(Mask labeling examples)
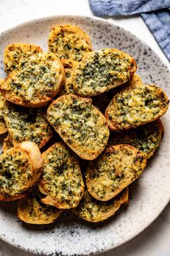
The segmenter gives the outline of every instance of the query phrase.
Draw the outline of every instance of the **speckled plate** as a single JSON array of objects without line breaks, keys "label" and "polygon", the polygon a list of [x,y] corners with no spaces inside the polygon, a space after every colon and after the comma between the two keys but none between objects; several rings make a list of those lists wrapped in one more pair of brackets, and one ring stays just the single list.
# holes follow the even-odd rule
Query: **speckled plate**
[{"label": "speckled plate", "polygon": [[[170,95],[170,74],[158,56],[128,31],[95,17],[59,16],[31,21],[0,35],[0,77],[3,51],[12,42],[35,43],[47,51],[51,25],[71,23],[89,34],[94,49],[118,48],[133,55],[144,82],[156,82]],[[169,87],[168,87],[169,86]],[[138,235],[161,213],[170,197],[170,112],[163,118],[165,135],[161,147],[140,179],[130,187],[127,210],[103,223],[90,224],[66,212],[49,226],[28,226],[17,220],[16,202],[0,203],[0,237],[24,250],[45,255],[85,255],[108,250]]]}]

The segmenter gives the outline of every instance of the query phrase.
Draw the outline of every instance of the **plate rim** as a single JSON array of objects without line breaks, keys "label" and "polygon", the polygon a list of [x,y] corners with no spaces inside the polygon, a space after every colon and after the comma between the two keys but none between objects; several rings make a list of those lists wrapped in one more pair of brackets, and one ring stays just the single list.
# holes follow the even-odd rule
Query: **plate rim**
[{"label": "plate rim", "polygon": [[[107,23],[108,25],[110,25],[115,27],[121,29],[122,31],[124,31],[125,33],[129,33],[130,35],[133,35],[135,38],[138,39],[138,40],[140,41],[144,46],[146,46],[147,48],[149,48],[152,52],[154,53],[154,54],[159,59],[160,61],[162,63],[162,64],[164,64],[164,67],[165,69],[167,69],[168,73],[170,75],[170,69],[169,68],[169,67],[166,65],[166,64],[164,62],[164,61],[157,54],[157,53],[152,48],[151,46],[150,46],[149,45],[148,45],[145,41],[143,41],[143,40],[140,39],[137,35],[134,35],[133,33],[131,33],[130,31],[129,31],[127,29],[125,29],[124,27],[117,25],[116,24],[115,24],[114,22],[112,22],[111,21],[109,21],[107,20],[103,19],[103,18],[100,18],[98,17],[95,17],[95,16],[86,16],[86,15],[74,15],[74,14],[59,14],[59,15],[48,15],[48,16],[45,16],[42,17],[40,17],[40,18],[36,18],[36,19],[31,19],[31,20],[28,20],[24,22],[19,22],[17,25],[11,27],[5,30],[3,30],[0,33],[0,38],[1,36],[4,36],[6,34],[8,34],[11,32],[12,32],[14,30],[16,30],[17,28],[19,28],[20,27],[22,26],[27,26],[29,25],[30,24],[37,22],[41,22],[41,21],[45,21],[47,20],[53,20],[53,19],[62,19],[62,17],[63,19],[65,18],[73,18],[73,19],[91,19],[93,20],[96,20],[96,21],[99,21],[102,22],[103,23]],[[164,206],[159,210],[158,213],[157,214],[155,215],[154,218],[151,221],[148,221],[148,223],[147,223],[146,225],[146,226],[144,226],[143,229],[141,229],[139,231],[135,232],[135,234],[133,234],[130,236],[129,236],[128,239],[127,241],[124,241],[122,242],[120,244],[115,244],[115,245],[110,245],[110,247],[107,247],[107,249],[102,249],[99,252],[91,252],[91,255],[98,255],[98,254],[101,254],[101,253],[104,253],[106,252],[109,252],[112,249],[114,249],[115,248],[119,247],[120,246],[122,246],[122,244],[125,244],[128,242],[129,242],[130,241],[131,241],[133,239],[134,239],[135,237],[136,237],[137,236],[140,235],[142,232],[143,232],[146,229],[148,229],[157,218],[161,214],[161,213],[164,211],[164,210],[166,208],[166,206],[168,205],[168,204],[170,202],[170,195],[169,197],[169,198],[167,198],[167,201],[166,202],[166,204],[164,205]],[[30,252],[30,253],[34,253],[36,255],[39,255],[39,252],[37,250],[34,250],[32,249],[29,249],[29,247],[26,248],[26,247],[22,247],[22,246],[20,246],[19,244],[17,244],[14,242],[13,242],[12,241],[9,241],[7,239],[6,239],[6,237],[1,236],[0,234],[0,239],[4,242],[6,242],[6,244],[13,246],[14,247],[23,250],[24,252]],[[40,252],[40,250],[39,250]],[[57,251],[54,251],[53,253],[57,253]],[[48,255],[46,252],[41,252],[41,255],[45,255],[48,256]],[[86,254],[81,254],[81,255],[85,256],[87,255]],[[81,256],[79,255],[79,256]]]}]

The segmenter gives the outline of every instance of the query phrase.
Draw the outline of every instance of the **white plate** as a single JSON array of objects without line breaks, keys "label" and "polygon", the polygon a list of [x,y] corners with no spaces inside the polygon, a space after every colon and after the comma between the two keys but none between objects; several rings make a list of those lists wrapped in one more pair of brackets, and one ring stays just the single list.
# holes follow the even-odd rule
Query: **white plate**
[{"label": "white plate", "polygon": [[[0,35],[0,59],[13,42],[35,43],[47,51],[51,25],[71,23],[89,34],[94,49],[118,48],[133,55],[144,82],[156,82],[170,95],[170,74],[157,55],[135,36],[112,23],[94,17],[59,16],[33,20]],[[5,77],[1,61],[0,77]],[[169,86],[168,88],[168,85]],[[30,226],[17,220],[16,203],[0,203],[0,237],[34,253],[89,255],[115,248],[138,235],[161,213],[170,197],[170,112],[162,119],[165,135],[161,147],[130,189],[128,210],[103,223],[91,224],[66,212],[54,225]]]}]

▸ What to work on
Swap "segmenter" for "annotator" throughout every row above and give the rows again with nothing else altered. Leave the pictures out of your answer.

▸ Written reply
The annotator gives the outline of every instance of the query phrase.
Draw the outline of every instance of the **speckled plate** as a single JSON array of objects without line breaks, keys "label" and "polygon", the polygon a list of [x,y] corners with no spaces inside the polygon, a space after every colon and after the comma between the two keys but none between objects; several rings make a list of those lists wrapped in one more pair of brackets, and one ring stays just the single list.
# holes follow the even-odd rule
Query: **speckled plate**
[{"label": "speckled plate", "polygon": [[[170,95],[170,74],[158,56],[128,31],[95,17],[59,16],[31,21],[0,35],[0,77],[3,51],[12,42],[35,43],[47,51],[51,25],[71,23],[89,34],[94,49],[118,48],[133,55],[144,82],[156,82]],[[169,87],[168,87],[169,86]],[[138,235],[161,213],[170,197],[170,112],[163,118],[165,135],[161,147],[140,179],[130,187],[127,210],[103,223],[90,224],[66,212],[49,226],[28,226],[17,220],[16,202],[0,203],[0,237],[24,250],[45,255],[85,255],[108,250]]]}]

The annotator gives the outline of every instance of the query phrase.
Draw the outline of every instance of the **plate rim** as a single JSON array of objects without line breaks, keys "label" and "polygon", the polygon a list of [x,y] corners with no spaces inside the polygon, a space after every colon and after the comma between the two keys but none between objects; several rings make a list of those lists wrapped in one more pair of brackets, and one ring stays just the single list.
# holes follow the even-odd rule
Query: **plate rim**
[{"label": "plate rim", "polygon": [[[107,23],[108,25],[110,25],[115,27],[121,29],[122,31],[124,31],[125,33],[129,33],[130,35],[133,35],[135,38],[138,39],[138,40],[140,41],[144,46],[146,46],[147,48],[149,48],[152,52],[154,53],[154,54],[159,59],[160,61],[162,63],[162,64],[164,64],[164,67],[165,69],[167,69],[168,73],[170,75],[170,69],[169,68],[169,67],[166,65],[166,64],[164,62],[164,61],[157,54],[157,53],[152,48],[151,46],[150,46],[149,45],[148,45],[145,41],[143,41],[143,40],[140,39],[137,35],[134,35],[133,33],[131,33],[130,31],[129,31],[127,29],[125,29],[124,27],[117,25],[116,24],[115,24],[114,22],[112,22],[111,21],[109,21],[107,20],[103,19],[103,18],[100,18],[98,17],[95,17],[95,16],[86,16],[86,15],[74,15],[74,14],[59,14],[59,15],[48,15],[48,16],[45,16],[42,17],[40,17],[40,18],[36,18],[36,19],[31,19],[31,20],[28,20],[24,22],[19,22],[17,25],[11,27],[5,30],[3,30],[0,33],[0,38],[1,36],[4,36],[6,34],[8,34],[11,32],[12,32],[14,30],[16,30],[17,28],[19,28],[20,27],[22,26],[27,26],[29,25],[30,24],[37,22],[41,22],[41,21],[45,21],[47,20],[53,20],[53,19],[62,19],[62,17],[63,19],[65,18],[73,18],[73,19],[91,19],[93,20],[96,20],[96,21],[99,21],[102,22],[103,23]],[[164,206],[159,210],[158,213],[157,214],[155,215],[154,218],[151,221],[148,221],[148,223],[147,223],[146,225],[146,226],[144,226],[143,229],[141,229],[139,231],[135,232],[135,234],[133,234],[130,236],[129,236],[128,239],[127,241],[124,241],[122,242],[120,244],[115,244],[115,245],[110,245],[110,247],[107,247],[107,249],[102,249],[99,252],[91,252],[91,255],[98,255],[98,254],[101,254],[101,253],[104,253],[106,252],[109,252],[112,249],[114,249],[115,248],[119,247],[120,246],[122,246],[122,244],[125,244],[128,242],[129,242],[130,241],[131,241],[133,239],[134,239],[135,237],[136,237],[137,236],[140,235],[142,232],[143,232],[146,229],[148,229],[157,218],[161,214],[161,213],[164,211],[164,210],[166,208],[166,206],[168,205],[168,204],[170,202],[170,195],[169,197],[169,198],[167,198],[167,201],[166,202],[166,204],[164,205]],[[30,252],[30,253],[34,253],[36,255],[39,255],[39,252],[37,250],[34,250],[32,249],[29,249],[29,247],[26,248],[26,247],[22,247],[22,246],[20,246],[19,244],[17,244],[14,242],[13,242],[12,241],[9,241],[7,239],[6,239],[6,237],[1,236],[0,234],[0,239],[4,242],[6,242],[6,244],[13,246],[14,247],[23,250],[24,252]],[[40,252],[40,250],[39,250]],[[57,251],[54,251],[53,253],[57,253]],[[48,255],[46,252],[41,252],[41,255],[45,255],[48,256]],[[86,254],[81,254],[81,255],[85,256],[87,255]],[[81,256],[79,255],[79,256]]]}]

The annotator gives the outline of every instance of the query phrase.
Draw the outline of every instance of the **white plate** as a single JSON array of objects without line breaks, keys "label" and "polygon", the polygon a list of [x,y] corners with no spaces inside the polygon, a space after every colon and after the comma between the two keys but none between objects; several rings make a list of those lists wrapped in one more pair of brackets, and one ring stays just the single list.
# holes follow the even-odd rule
Query: **white plate**
[{"label": "white plate", "polygon": [[[0,35],[0,59],[13,42],[35,43],[47,51],[51,25],[71,23],[89,34],[94,49],[118,48],[133,55],[144,82],[156,82],[170,95],[170,74],[157,55],[135,36],[112,23],[94,17],[59,16],[33,20]],[[5,77],[1,61],[0,77]],[[169,86],[168,88],[168,85]],[[30,226],[17,220],[16,203],[0,203],[0,237],[34,253],[89,255],[115,248],[138,235],[161,213],[170,197],[170,112],[162,119],[165,135],[161,147],[130,189],[128,210],[103,223],[91,224],[66,212],[54,225]]]}]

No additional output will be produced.